_WORK TO COMPLETE_:
For this exercise, retype all the data exactly and exclude every image.

──────── DATA FOR REVIEW ────────

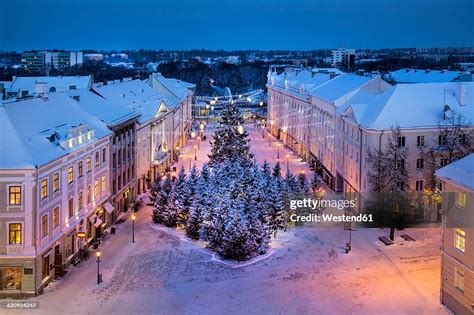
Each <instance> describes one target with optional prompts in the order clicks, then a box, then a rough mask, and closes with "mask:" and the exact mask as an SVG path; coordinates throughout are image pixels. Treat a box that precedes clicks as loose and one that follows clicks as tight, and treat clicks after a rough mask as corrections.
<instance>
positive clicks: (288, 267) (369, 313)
mask: <svg viewBox="0 0 474 315" xmlns="http://www.w3.org/2000/svg"><path fill="white" fill-rule="evenodd" d="M248 131H249V133H250V137H251V146H252V152H253V153H254V154H255V158H256V160H257V162H263V160H265V159H266V160H268V161H269V162H270V163H271V164H272V165H273V164H274V163H276V161H277V160H278V159H277V141H276V140H275V139H274V138H273V137H272V138H271V142H270V147H269V146H268V133H265V137H264V138H262V135H261V130H256V129H253V128H252V127H250V128H249V129H248ZM209 134H210V132H207V136H208V138H209ZM195 142H196V140H193V139H191V140H190V141H189V142H188V145H187V147H186V148H183V150H182V152H181V157H182V158H181V159H180V161H179V162H178V163H177V168H178V170H179V168H181V166H184V167H185V169H186V171H187V170H188V168H189V163H190V160H191V163H192V164H194V163H195V162H196V164H197V166H199V167H200V166H201V164H202V163H204V162H205V161H206V157H207V154H208V153H209V150H210V146H209V141H205V142H201V143H200V145H199V146H200V147H199V150H197V148H196V155H197V161H195V160H194V147H193V146H194V145H197V144H195ZM279 150H280V152H279V155H280V159H279V161H280V163H281V164H282V165H281V166H282V170H283V171H285V170H286V167H287V164H286V163H287V157H286V155H287V154H288V155H289V157H288V165H289V168H290V169H291V170H292V171H293V172H295V173H297V172H300V171H301V170H304V171H305V172H307V174H308V177H309V178H311V175H312V174H311V171H310V169H309V168H308V166H307V165H306V164H304V163H303V162H302V161H301V159H299V158H297V157H296V155H294V154H293V153H291V152H290V151H289V150H287V149H284V148H283V146H281V147H280V149H279ZM151 212H152V210H151V207H150V206H144V207H142V208H141V209H140V210H139V212H138V213H137V220H136V221H135V243H132V221H131V219H130V218H128V219H127V220H126V222H125V223H122V224H119V225H117V233H116V235H111V236H110V237H108V238H107V239H106V240H105V242H104V244H103V245H101V248H100V249H101V252H102V255H101V263H100V269H101V273H103V283H101V284H100V285H97V284H96V273H97V264H96V261H95V257H93V256H91V257H90V258H89V260H87V261H85V262H83V263H81V264H80V265H79V266H78V267H71V268H70V270H69V272H68V273H67V274H66V276H65V277H64V278H63V279H62V280H59V281H55V282H53V283H52V284H51V285H50V286H49V287H48V288H46V289H45V293H44V294H43V295H41V296H38V297H36V298H31V299H29V301H38V302H39V309H36V310H28V311H24V310H23V311H22V310H17V311H11V313H15V314H26V312H28V313H31V314H98V313H99V312H98V311H97V309H98V307H100V314H262V313H266V314H268V313H270V314H273V313H277V314H381V313H384V314H447V313H446V311H445V309H444V308H443V307H442V306H441V305H440V303H439V289H440V287H439V286H440V253H439V246H440V236H441V235H440V233H441V232H440V230H439V229H428V228H426V229H407V230H405V231H404V233H406V234H410V235H411V236H412V237H414V238H415V239H416V241H415V242H408V241H405V240H404V239H402V238H401V237H399V236H397V238H396V239H395V244H394V245H392V246H388V247H387V246H385V245H383V244H382V243H381V242H380V241H378V239H377V238H378V236H381V235H387V231H383V230H381V229H358V230H357V231H354V232H352V252H350V253H349V254H345V252H344V246H345V243H346V241H347V240H348V237H349V235H348V232H347V231H343V230H342V228H340V227H337V228H336V227H334V228H318V227H317V226H316V225H311V224H308V225H305V226H302V227H297V228H293V229H290V230H289V231H288V232H279V233H278V235H277V238H276V240H274V241H273V242H272V243H271V247H272V251H271V255H269V256H268V257H267V258H265V259H262V260H260V261H257V262H255V263H252V264H249V265H246V266H241V267H236V268H233V267H232V266H229V265H226V264H223V263H222V262H220V261H217V260H215V259H213V256H212V255H210V254H209V252H208V251H206V250H204V249H203V243H202V242H194V241H191V240H188V239H186V238H184V236H183V235H184V233H183V232H182V231H176V230H173V229H168V228H164V227H161V226H159V225H155V224H153V223H152V222H151ZM397 234H400V232H399V231H397ZM1 302H5V301H1ZM2 311H3V310H2Z"/></svg>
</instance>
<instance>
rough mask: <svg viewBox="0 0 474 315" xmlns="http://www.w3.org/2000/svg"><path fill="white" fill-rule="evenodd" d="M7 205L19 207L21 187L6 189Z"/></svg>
mask: <svg viewBox="0 0 474 315" xmlns="http://www.w3.org/2000/svg"><path fill="white" fill-rule="evenodd" d="M8 203H9V204H10V205H21V186H10V187H9V188H8Z"/></svg>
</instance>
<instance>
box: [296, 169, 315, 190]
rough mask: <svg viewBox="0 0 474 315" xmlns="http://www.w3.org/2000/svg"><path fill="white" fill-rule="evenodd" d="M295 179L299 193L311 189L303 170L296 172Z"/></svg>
mask: <svg viewBox="0 0 474 315" xmlns="http://www.w3.org/2000/svg"><path fill="white" fill-rule="evenodd" d="M296 181H297V182H298V192H299V193H300V194H306V193H308V192H310V191H311V186H310V184H309V183H308V178H307V177H306V174H305V173H304V172H303V171H301V172H300V173H299V174H298V177H297V178H296Z"/></svg>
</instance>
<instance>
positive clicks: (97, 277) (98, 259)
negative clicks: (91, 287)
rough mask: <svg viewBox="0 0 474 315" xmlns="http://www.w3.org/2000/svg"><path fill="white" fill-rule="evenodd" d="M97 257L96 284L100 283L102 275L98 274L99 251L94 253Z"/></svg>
mask: <svg viewBox="0 0 474 315" xmlns="http://www.w3.org/2000/svg"><path fill="white" fill-rule="evenodd" d="M95 255H96V257H97V260H96V261H97V284H100V283H101V282H102V275H101V274H100V250H98V251H97V252H96V253H95Z"/></svg>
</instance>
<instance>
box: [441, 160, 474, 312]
mask: <svg viewBox="0 0 474 315" xmlns="http://www.w3.org/2000/svg"><path fill="white" fill-rule="evenodd" d="M436 175H437V176H438V179H439V180H440V181H441V182H442V183H443V195H444V197H443V213H444V215H443V233H442V244H441V249H442V252H441V302H442V303H443V304H445V305H446V306H447V307H449V308H450V309H451V310H452V311H453V312H454V313H455V314H456V315H468V314H474V154H471V155H469V156H467V157H465V158H463V159H461V160H458V161H456V162H454V163H452V164H449V165H447V166H445V167H443V168H441V169H439V170H438V171H437V172H436Z"/></svg>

────────

_RESPONSE TO THIS EXERCISE_:
Each <instance> describes one target with optional prompts in the order clicks, then a box, then a rough mask, and closes with "mask:" and the exact mask as an SVG path; coordinates throughout are image pixels. Treat a box that precedes clicks as loose and one that follows clicks as tight, and treat clicks after a rough mask as corrections.
<instance>
positive clicks: (288, 267) (369, 313)
mask: <svg viewBox="0 0 474 315" xmlns="http://www.w3.org/2000/svg"><path fill="white" fill-rule="evenodd" d="M248 131H249V133H250V137H251V146H252V152H253V153H254V154H255V158H256V160H257V162H263V160H265V159H266V160H268V161H269V162H270V163H271V164H272V165H273V164H274V163H276V161H277V160H278V159H277V141H276V140H275V139H274V138H273V137H272V138H271V142H270V147H269V146H268V133H265V137H264V138H262V135H261V130H256V129H253V128H252V127H250V128H249V129H248ZM209 134H210V132H207V136H208V138H209ZM195 142H196V140H193V139H191V140H190V141H189V142H188V145H187V147H186V148H183V150H182V152H181V157H182V158H181V159H180V161H179V162H178V163H177V168H178V170H179V168H181V166H184V167H185V169H186V171H187V170H188V168H189V163H190V160H191V163H192V164H194V163H195V162H196V164H197V166H199V167H200V166H201V164H202V163H204V162H205V161H206V157H207V154H208V153H209V150H210V146H209V141H205V142H201V143H200V145H199V146H200V147H199V150H197V148H196V155H197V161H195V160H194V147H193V146H194V145H197V144H195ZM279 150H280V152H279V155H280V159H279V161H280V163H281V164H282V165H281V166H282V170H283V171H285V170H286V167H287V164H286V163H287V157H286V155H287V154H288V155H289V157H288V165H289V168H290V169H291V170H292V171H293V172H295V173H297V172H300V171H301V170H304V171H305V172H307V174H308V177H309V178H311V175H312V174H311V171H310V169H309V168H308V166H307V165H306V164H304V163H303V162H302V161H301V159H299V158H297V157H296V155H294V154H293V153H291V152H290V151H289V150H287V149H284V148H283V146H281V147H280V149H279ZM151 212H152V210H151V207H150V206H144V207H142V208H141V209H140V210H139V212H138V213H137V220H136V221H135V243H132V221H131V219H130V218H128V219H127V220H126V222H125V223H122V224H119V225H117V233H116V235H111V236H110V237H108V238H107V239H106V240H105V242H104V244H103V245H101V248H100V249H101V252H102V255H101V263H100V269H101V273H103V283H101V284H100V285H97V284H96V273H97V264H96V261H95V257H93V256H91V257H90V258H89V260H87V261H85V262H83V263H81V264H80V265H79V266H78V267H71V268H70V270H69V272H68V273H67V274H66V276H65V277H64V278H63V279H62V280H59V281H55V282H53V283H52V284H51V285H50V286H49V287H48V288H46V289H45V293H44V294H43V295H41V296H38V297H36V298H31V299H29V301H38V302H39V309H36V310H28V311H24V310H23V311H22V310H17V311H11V313H15V314H26V312H28V313H31V314H98V313H99V312H98V311H97V309H98V307H100V314H262V313H266V314H268V313H270V314H273V313H277V314H381V313H384V314H447V313H446V311H445V309H444V308H443V307H442V306H441V305H440V303H439V289H440V287H439V286H440V253H439V246H440V236H441V235H440V233H441V232H440V230H439V229H428V228H426V229H407V230H405V231H404V233H406V234H410V235H411V236H412V237H414V238H415V239H416V241H415V242H408V241H405V240H404V239H402V238H401V237H399V236H397V238H396V239H395V244H394V245H392V246H388V247H387V246H385V245H383V244H382V243H381V242H380V241H378V239H377V238H378V236H381V235H387V231H383V230H381V229H358V230H357V231H354V232H352V252H350V253H349V254H345V252H344V246H345V243H346V241H347V240H348V237H349V235H348V232H347V231H343V230H342V228H340V227H337V228H336V227H334V228H318V227H317V226H316V225H311V224H308V225H305V226H302V227H297V228H293V229H290V230H289V231H288V232H279V233H278V235H277V238H276V240H274V241H273V242H272V243H271V247H272V251H271V255H269V256H268V257H267V258H265V259H262V260H260V261H257V262H255V263H252V264H249V265H246V266H241V267H236V268H233V267H232V266H229V265H226V264H223V263H222V262H220V261H217V260H215V259H213V256H212V255H210V254H209V252H208V251H206V250H204V249H203V243H202V242H194V241H191V240H188V239H186V238H184V236H183V235H184V233H183V232H182V231H176V230H173V229H168V228H164V227H161V226H159V225H155V224H153V223H152V222H151ZM397 234H400V232H399V231H397ZM1 302H5V301H1ZM2 311H3V310H2Z"/></svg>
</instance>
<instance>
rough mask: <svg viewBox="0 0 474 315" xmlns="http://www.w3.org/2000/svg"><path fill="white" fill-rule="evenodd" d="M7 205L19 207L21 187L6 189Z"/></svg>
mask: <svg viewBox="0 0 474 315" xmlns="http://www.w3.org/2000/svg"><path fill="white" fill-rule="evenodd" d="M8 203H9V204H10V205H21V186H10V187H9V188H8Z"/></svg>
</instance>
<instance>
box: [296, 169, 315, 190]
rough mask: <svg viewBox="0 0 474 315" xmlns="http://www.w3.org/2000/svg"><path fill="white" fill-rule="evenodd" d="M295 179L299 193L311 189L303 170L296 172Z"/></svg>
mask: <svg viewBox="0 0 474 315" xmlns="http://www.w3.org/2000/svg"><path fill="white" fill-rule="evenodd" d="M296 181H297V182H298V192H299V193H300V194H306V193H308V192H310V191H311V186H310V184H309V183H308V178H307V177H306V174H305V173H304V172H303V171H301V172H300V173H299V174H298V177H297V178H296Z"/></svg>
</instance>
<instance>
positive clicks: (97, 277) (98, 259)
negative clicks: (91, 287)
rough mask: <svg viewBox="0 0 474 315" xmlns="http://www.w3.org/2000/svg"><path fill="white" fill-rule="evenodd" d="M97 257L96 284L100 283L102 275L98 274L99 251L94 253Z"/></svg>
mask: <svg viewBox="0 0 474 315" xmlns="http://www.w3.org/2000/svg"><path fill="white" fill-rule="evenodd" d="M95 255H96V257H97V260H96V261H97V284H100V283H101V282H102V275H101V274H100V250H98V251H97V252H96V253H95Z"/></svg>
</instance>
<instance>
box: [441, 160, 474, 312]
mask: <svg viewBox="0 0 474 315" xmlns="http://www.w3.org/2000/svg"><path fill="white" fill-rule="evenodd" d="M436 175H437V176H438V179H439V180H440V181H441V182H442V183H443V195H444V197H443V213H444V215H443V233H442V244H441V249H442V252H441V302H442V303H443V304H445V305H446V306H447V307H449V308H450V309H451V310H452V311H453V312H454V313H455V314H456V315H468V314H474V154H471V155H469V156H467V157H465V158H463V159H461V160H458V161H456V162H454V163H452V164H449V165H447V166H445V167H443V168H441V169H439V170H438V171H437V172H436Z"/></svg>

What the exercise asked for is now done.